Walkman merek Panatone itu menggantung di lehernya. Memakai kaos hijau dengan blue jeans nyaris belel, Elly Elyas Pical asyik duduk di gardu jaga bersama beberapa pemuda sebaya dan dua orang tua. Terus terang, saya belum begitu mengenal wajahnya. Sedikit gambaran hanya saya peroleh dari koran. Kebetulan waktu tanya seseorang, ia memberi jawaban bahwa yang memakai walkman itulah Elly, sang juara baru OPBF.
"Wah, Elly baru saja ke belakang," ujar salah seorang temannya ngobrol ketika saya pura-pura bertanya. Tetapi akhirnya toh Elly sendiri tak bisa mengelak. Ia tertawa. Meski tidak berderai, tetapi kesan bersahabatnya begitu hangat saya rasakan.
"Saya makan dulu ya," ujarnya dengan kalimat agak terbata. Gaya bicaranya memang begitu. Ia tidak bisa berbicara dengan lancar. Tetapi, sekali lagi, bahasa senyumnya, bukan cuma bersababat, namun juga membuyarkan gambaran kalau ia seorang yang pendiam. Apalagi, kalau dibilang sangat pendiam.
Ia sedang menjadi bintang sekarang. Usaha temannya mengecoh saya itu, barangkali didorong oleh rasa iba. Sebab setelah keberhasilannya membikin babak belur Hee Yun Chun, itu petinju Korea Selatan yang mengantarnya merebut mahkota juara OPBF kelas super terbang, wartawan-wartawan seperti tak henti-hentinya mendatanginya. Satu per satu, berganti-ganti, mewawancarai Elly.
Barangkali, inilah yang menjengkelkan Elly. Jengkel lantaran ia tak kebagian waktu untuk istirahat. Sampai makan pun terlambat.
"Sebentar lagi boss datang," ujarnya ketika melewati gedung sasana tinjunya dari gardu jaga. "Nanti malam ada pesta kecil-kecilan."
Siapa yang disebutnya boss kalau bukan Ir Simson Tambunan. Ia adik Ir Rio Tambunan, pemilik sasana Garuda Jaya yang kini sudah jauh dari olahraga. Sasana itupun diserahkan pada Simson yang kini sekaligus jadi manajer dan pelatih.
Dari Nol
Elly boleh dibilang memulai karir dari nol. Mengenal ring tinju pada usia 15 tahun, anak kelahiran 24 Maret 1960 ini ditangani almarhum Teddy van Room.
Tiga tahun setelah tekun berlatih, ia bergabung dengan sasana tinju Garuda Pattimura. Tahun itu ia juga merebut gelar juara nasional di Ujungpandang. Kemudian tahun 1980 dan 1981 ia terpilih sebagai petinju terbaik di kelas terbang Kejuaraan Piala Presiden. Tetapi pada SEA Games XI di Manila ia hanya merebut medali perunggu.

********

**Latihan Tertulis A:**
Sebutkan semua nama orang yang muncul dalam teks tentang Elly Pical.
**Latihan Tertulis B:**
Teruskan teks tentang Elly Pical mulai setelah kalimat terakhirnya.

**Catatan Data:**
********

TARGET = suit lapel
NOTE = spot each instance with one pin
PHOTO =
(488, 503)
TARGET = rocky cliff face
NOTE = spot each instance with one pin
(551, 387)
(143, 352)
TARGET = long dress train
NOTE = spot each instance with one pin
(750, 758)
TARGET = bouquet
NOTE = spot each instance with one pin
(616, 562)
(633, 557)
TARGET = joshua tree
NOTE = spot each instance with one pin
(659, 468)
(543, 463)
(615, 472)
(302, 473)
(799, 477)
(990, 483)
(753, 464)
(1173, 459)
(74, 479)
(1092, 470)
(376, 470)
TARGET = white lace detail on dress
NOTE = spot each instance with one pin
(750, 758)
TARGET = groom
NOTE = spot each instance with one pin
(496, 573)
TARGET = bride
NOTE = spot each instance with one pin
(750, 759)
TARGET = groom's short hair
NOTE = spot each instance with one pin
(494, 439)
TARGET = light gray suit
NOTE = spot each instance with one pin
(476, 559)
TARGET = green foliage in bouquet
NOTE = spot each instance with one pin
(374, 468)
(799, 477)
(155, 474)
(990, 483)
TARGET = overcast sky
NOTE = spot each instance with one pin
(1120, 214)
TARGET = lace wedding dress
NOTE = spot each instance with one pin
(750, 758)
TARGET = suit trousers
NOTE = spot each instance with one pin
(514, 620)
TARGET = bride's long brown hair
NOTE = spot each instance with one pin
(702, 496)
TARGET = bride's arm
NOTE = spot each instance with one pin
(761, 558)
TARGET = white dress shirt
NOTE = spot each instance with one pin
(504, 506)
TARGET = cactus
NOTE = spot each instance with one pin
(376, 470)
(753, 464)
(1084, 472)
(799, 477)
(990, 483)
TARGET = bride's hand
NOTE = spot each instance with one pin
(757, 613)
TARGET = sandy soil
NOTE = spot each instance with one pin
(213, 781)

********

**Hasil Latihan A:**
Elly Elyas Pical, Hee Yun Chun, Ir Simson Tambunan, Ir Rio Tambunan, Teddy van Room

**Hasil Latihan B:**
Tahun itu pula Elly memutuskan untuk memilih tinju prof. Alasannya, sebagai petinju amatir ia tak memperoleh apa-apa. Tinju amatir tak mampu memberinya harapan yang cerah di masa depan. Sesuatu yang mungkin harus dipikirkan oleh PB Pertina. Bahwa untuk mencetak petinju yang betul-betul bisa diandalkan untuk mengangkat nama baik bangsa, dibutuhkan modal yang tidak sedikit. Singkatnya, pembinaan tinju amatir harus ditangani lebih serius.
Elly barangkali bisa dijadikan contoh. Keberhasilannya mengalahkan Hee Yun Chun di Seoul dengan kemenangan angka mutlak selama 12 ronde itu diperojehnya dari kerja kerasnya selama ini. Sebuah perjuangan dari pergulatan hidup yang pantas menjadi contoh bagi atlet-atlet lain.
Prestasi Elly yang ditunjukkannya sebagai anggota Garuda Jaya, tentu juga berkat tangan dingin Ir. Simson plus kemurahannya.
Makannya sehari-hari dan lain sebagainya, pendeknya seluruh kebutuhan Elly dan kawan-kawannya, dijamin penuh oleh Ir. Simson. Tanpa itu, Elly sangat mungkin tak akan mampu berbuat banyak.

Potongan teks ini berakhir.